===== Trecho extraído =====

09/06/1999 - 10:00
Depois de cinco meses de bombardeio que transformaram seu governo em um Titanic prestes a afundar, o presidente Fernando Henrique Cardoso faz planos para, mais uma vez, iniciar o segundo mandato. Se der certo a estratégia que está sendo armada por FHC para passar uma borracha na desastrosa largada, a nau, em agosto, já terá acertado o prumo e estará com as máquinas em funcionamento a pleno vapor. Aproveitando-se da trégua que lhe será proporcionada pelo recesso do Congresso, FHC vai fazer até julho uma reforma ministerial com o objetivo de consertar as múltiplas avarias no casco. A reengenharia palaciana vai procurar atender aos gulosos partidos aliados e dar ao mesmo tempo mais dinâmica ao governo. Os reparos começam no próprio Planalto para onde deve ir com o apoio de toda a base governista o ex-deputado e ex-coordenador da reeleição, Euclides Scalco, que voltaria a Brasília com amplos poderes para exercer a coordenação política do governo. "O Scalco está fazendo muita falta", reconheceu o presidente em conversa com assessores na quarta-feira 2 ao avaliar a brigalhada que tomou conta de seus parceiros políticos. Quem vai perder com a ida de Scalco para o Planalto é o desgastado chefe da Casa Civil, Clóvis Carvalho.
Outra mudança prevista é a transferência do ministro das Comunicações, Pimenta da Veiga, para o lugar de Celso Lafer no Ministério do Desenvolvimento. Brigado com a cúpula do PMDB e sem trânsito junto ao presidente do Senado, Antônio Carlos Magalhães, é difícil Pimenta continuar à frente da articulação política. Pimenta tem até planos ousados para o novo cargo como o de dar uma guinada no BNDES que passaria a dar prioridade às pequenas e médias empresas na aplicação do seu bilionário orçamento.

===== Linhas de dados =====

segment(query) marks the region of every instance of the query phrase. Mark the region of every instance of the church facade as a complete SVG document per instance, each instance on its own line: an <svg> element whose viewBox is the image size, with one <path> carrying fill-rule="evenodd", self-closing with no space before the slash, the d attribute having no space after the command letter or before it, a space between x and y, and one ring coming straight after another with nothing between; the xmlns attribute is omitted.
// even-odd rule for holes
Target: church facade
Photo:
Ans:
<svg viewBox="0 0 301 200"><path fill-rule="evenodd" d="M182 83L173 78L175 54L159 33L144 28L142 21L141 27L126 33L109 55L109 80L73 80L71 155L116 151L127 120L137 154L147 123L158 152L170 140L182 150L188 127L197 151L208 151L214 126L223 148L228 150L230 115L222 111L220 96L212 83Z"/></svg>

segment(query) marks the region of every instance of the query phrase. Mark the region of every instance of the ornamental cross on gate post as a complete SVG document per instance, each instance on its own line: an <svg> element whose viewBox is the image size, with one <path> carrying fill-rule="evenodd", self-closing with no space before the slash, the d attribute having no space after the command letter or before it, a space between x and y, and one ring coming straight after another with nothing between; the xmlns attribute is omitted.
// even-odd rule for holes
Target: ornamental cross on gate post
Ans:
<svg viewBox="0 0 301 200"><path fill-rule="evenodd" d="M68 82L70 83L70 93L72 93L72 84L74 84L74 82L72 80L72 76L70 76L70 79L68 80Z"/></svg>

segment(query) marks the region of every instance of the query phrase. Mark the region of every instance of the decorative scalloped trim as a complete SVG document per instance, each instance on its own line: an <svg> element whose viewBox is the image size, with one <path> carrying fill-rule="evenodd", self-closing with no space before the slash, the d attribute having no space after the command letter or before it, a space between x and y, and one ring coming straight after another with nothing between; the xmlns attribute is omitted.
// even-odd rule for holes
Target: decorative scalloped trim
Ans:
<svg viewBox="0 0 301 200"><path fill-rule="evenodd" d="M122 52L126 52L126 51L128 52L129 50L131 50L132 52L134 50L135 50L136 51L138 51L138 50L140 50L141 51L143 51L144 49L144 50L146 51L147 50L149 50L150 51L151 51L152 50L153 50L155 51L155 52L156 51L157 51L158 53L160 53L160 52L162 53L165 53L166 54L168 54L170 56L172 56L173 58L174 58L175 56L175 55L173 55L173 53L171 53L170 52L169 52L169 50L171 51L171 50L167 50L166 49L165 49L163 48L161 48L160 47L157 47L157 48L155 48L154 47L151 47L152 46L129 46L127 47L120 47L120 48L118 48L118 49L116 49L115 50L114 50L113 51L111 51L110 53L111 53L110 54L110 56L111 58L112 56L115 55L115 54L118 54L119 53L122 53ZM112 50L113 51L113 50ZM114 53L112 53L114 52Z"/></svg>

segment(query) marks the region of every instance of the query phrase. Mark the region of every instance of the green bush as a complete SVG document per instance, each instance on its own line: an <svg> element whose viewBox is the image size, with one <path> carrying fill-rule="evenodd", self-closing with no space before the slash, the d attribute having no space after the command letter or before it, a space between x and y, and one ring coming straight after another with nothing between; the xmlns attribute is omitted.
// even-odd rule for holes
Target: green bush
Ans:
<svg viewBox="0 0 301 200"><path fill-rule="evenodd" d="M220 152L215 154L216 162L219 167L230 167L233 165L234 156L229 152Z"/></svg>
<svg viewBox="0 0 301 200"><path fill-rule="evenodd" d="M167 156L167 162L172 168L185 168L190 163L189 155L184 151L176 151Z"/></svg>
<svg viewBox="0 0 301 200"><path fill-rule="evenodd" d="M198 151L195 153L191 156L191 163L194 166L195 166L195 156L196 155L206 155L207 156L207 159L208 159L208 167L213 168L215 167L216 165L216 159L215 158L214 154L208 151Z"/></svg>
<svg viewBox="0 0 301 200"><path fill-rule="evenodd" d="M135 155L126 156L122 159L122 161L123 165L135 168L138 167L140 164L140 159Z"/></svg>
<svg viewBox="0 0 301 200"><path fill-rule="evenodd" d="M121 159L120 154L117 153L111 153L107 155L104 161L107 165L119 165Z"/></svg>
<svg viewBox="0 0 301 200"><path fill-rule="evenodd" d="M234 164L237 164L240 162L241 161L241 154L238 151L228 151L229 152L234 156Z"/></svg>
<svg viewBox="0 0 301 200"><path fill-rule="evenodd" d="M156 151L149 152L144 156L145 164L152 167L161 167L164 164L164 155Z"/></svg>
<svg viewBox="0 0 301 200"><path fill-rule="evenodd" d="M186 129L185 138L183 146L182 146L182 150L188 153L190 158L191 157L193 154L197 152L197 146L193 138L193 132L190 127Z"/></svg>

=====

Tarefas escritas:
1) Transcreva literalmente a parte da reportagem sobre a reforma ministerial que vai de "Outra mudança prevista" até "seu bilionário orçamento.", inclusive.
2) Retome a reportagem sobre a reforma ministerial planejada por Fernando Henrique Cardoso, dando-lhe continuidade após a última frase apresentada.

Respostas por tarefa:
1)
Outra mudança prevista é a transferência do ministro das Comunicações, Pimenta da Veiga, para o lugar de Celso Lafer no Ministério do Desenvolvimento. Brigado com a cúpula do PMDB e sem trânsito junto ao presidente do Senado, Antônio Carlos Magalhães, é difícil Pimenta continuar à frente da articulação política. Pimenta tem até planos ousados para o novo cargo como o de dar uma guinada no BNDES que passaria a dar prioridade às pequenas e médias empresas na aplicação do seu bilionário orçamento.

2)
Lugar errado O principal obstáculo ao deslocamento de Pimenta é a intenção do PSDB de São Paulo de emplacar como ministro David Zylbersztajn, genro de FHC e diretor-geral da Agência Nacional do Petróleo (ANP). Antes de promover a troca no Desenvolvimento, Fernando Henrique busca outro cargo para acomodar Lafer, considerado no Planalto "o homem certo no lugar errado". Se depender do próprio Lafer, o presidente não terá maiores dificuldades em encontrar o lugar certo. Magoado por estar sendo rifado pelos tucanos, Lafer recentemente fez um comentário sintomático com um colega de Ministério. "Bom mesmo é ser chanceler", desabafou, saudoso dos tempos em que foi ministro das Relações Exteriores no governo Collor.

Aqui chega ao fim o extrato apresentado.